▶ [THE TASK] Will you write out all the entries below exactly?

▶ [RECORDS]
______________________________

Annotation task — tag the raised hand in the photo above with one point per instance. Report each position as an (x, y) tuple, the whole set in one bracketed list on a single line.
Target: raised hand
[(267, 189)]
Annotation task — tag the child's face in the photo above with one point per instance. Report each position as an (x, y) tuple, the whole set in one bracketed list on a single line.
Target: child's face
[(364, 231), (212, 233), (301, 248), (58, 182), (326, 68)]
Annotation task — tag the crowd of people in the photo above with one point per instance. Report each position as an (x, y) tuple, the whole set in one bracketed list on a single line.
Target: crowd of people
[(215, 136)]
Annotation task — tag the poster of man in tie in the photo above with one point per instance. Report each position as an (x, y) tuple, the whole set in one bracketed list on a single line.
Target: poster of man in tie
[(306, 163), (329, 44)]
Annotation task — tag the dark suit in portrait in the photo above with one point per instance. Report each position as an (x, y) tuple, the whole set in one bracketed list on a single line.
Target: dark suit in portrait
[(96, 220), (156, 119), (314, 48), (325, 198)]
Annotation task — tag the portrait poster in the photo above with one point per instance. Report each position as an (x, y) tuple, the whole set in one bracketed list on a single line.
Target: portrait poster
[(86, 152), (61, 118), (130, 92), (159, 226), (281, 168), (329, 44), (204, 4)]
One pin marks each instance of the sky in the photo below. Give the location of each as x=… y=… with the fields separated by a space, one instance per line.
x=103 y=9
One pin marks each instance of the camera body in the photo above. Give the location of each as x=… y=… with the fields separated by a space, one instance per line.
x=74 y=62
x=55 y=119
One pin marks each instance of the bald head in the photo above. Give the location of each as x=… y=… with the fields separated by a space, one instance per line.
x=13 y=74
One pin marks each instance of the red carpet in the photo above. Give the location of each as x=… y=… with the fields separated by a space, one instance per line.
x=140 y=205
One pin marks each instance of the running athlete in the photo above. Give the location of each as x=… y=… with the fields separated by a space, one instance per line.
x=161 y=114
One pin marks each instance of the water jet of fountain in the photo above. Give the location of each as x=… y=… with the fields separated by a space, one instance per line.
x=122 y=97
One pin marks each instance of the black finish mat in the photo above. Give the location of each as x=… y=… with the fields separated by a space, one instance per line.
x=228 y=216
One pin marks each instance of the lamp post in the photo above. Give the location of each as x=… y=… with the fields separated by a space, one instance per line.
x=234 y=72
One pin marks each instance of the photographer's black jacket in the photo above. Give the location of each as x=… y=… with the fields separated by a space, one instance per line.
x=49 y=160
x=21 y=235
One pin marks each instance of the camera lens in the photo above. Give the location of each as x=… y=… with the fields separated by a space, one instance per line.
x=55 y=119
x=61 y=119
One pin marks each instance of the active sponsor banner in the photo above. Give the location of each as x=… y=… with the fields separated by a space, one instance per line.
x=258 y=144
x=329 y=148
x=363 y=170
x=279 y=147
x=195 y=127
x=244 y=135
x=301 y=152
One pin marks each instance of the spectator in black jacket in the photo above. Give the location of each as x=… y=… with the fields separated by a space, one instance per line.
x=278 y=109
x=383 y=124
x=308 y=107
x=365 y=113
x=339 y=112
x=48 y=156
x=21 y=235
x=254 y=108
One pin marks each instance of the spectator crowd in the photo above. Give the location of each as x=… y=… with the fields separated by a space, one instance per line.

______________________________

▶ [TASK RESPONSE]
Annotation task — tag the raised hand in the photo above with one point per instance. Report each position as an (x, y) tuple, the whole set in one bracketed list on a single line.
Target: raised hand
[(267, 189)]
Annotation task — tag the child's face in the photo above with one point per instance. Report each position as an (x, y) tuple, the whole set in one bracketed list on a single line.
Target: child's face
[(364, 231), (212, 233), (301, 248), (58, 182), (326, 68)]
Annotation task — tag the crowd of people in the photo above with one point per instance. Report each position as an (x, y) tuple, the whole set in one bracketed list on a single line.
Target: crowd of people
[(215, 136)]
Annotation task — tag the poster of man in tie in the photo above with one point per instance. Report each position as an (x, y) tuple, the whole set in one bracketed list on a single line.
Target: poster of man in tie
[(306, 163), (329, 44)]
Annotation task — tag the dark suit in portrait in the photo above with one point per instance. Report each position as an (x, y) tuple, the whole set in one bracketed list on a single line.
Target: dark suit in portrait
[(96, 220), (156, 119), (314, 48), (325, 198)]
Annotation task — tag the portrait poster in the photo above with one point per instance. Report each position as an (x, y) tuple, the whole set in one bracketed list on a single line.
Target: portrait poster
[(86, 152), (61, 118), (130, 92), (159, 226), (281, 168), (329, 44), (204, 4)]
One pin marks each instance of the sky in the photo below. Give the location of each as x=… y=… with the fields separated by a space, one instance per line.
x=103 y=9
One pin marks each instance of the camera body in the photo above. Give the location of each as x=… y=… with the fields separated by a space, one instance per line.
x=74 y=62
x=55 y=119
One pin marks each instance of the bald head in the photo above. Give the location of each as x=… y=… with the fields separated by a space, one instance per line.
x=13 y=74
One pin marks each instance of the red carpet in the photo above. Give the location of each as x=… y=… with the fields separated by a space, one instance per line.
x=140 y=205
One pin marks each instance of the running athlete in the photo above. Give the location of each as x=… y=… with the fields separated by a space, one instance per line.
x=161 y=114
One pin marks each instance of the water jet of fountain in the photo above. Give the location of each as x=… y=… with the fields separated by a space, one instance per line.
x=122 y=97
One pin marks each instance of the black finish mat in the photo above. Give the location of each as x=… y=… with the fields separated by a space, one instance per line.
x=228 y=216
One pin marks each instance of the lamp post in the photo above. Give the location of each as x=… y=… with the fields separated by a space, one instance per line.
x=234 y=72
One pin marks each instance of the photographer's black jacket in the photo above. Give the location of each as x=… y=… with the fields separated by a space, one instance per line.
x=49 y=160
x=21 y=235
One pin marks each instance of the camera lens in the photo above. Give the location of each as x=… y=… with the fields separated by a space, one instance per line.
x=55 y=119
x=61 y=119
One pin marks each instance of the active sponsor banner in the photo above. Give the location of each as x=… y=… with the fields separated by a space, one instance per line.
x=258 y=144
x=329 y=148
x=363 y=170
x=279 y=147
x=195 y=127
x=244 y=135
x=301 y=152
One pin marks each instance of the spectator in black jacket in the photo above. Give the location of each as x=… y=… with the fields separated by a space, one instance per line.
x=278 y=109
x=383 y=124
x=308 y=107
x=365 y=113
x=339 y=112
x=48 y=156
x=21 y=235
x=254 y=108
One pin marks each instance of the spectator crowd in the photo above. Give the location of each as x=… y=… with the fields separated by a space, one instance per line.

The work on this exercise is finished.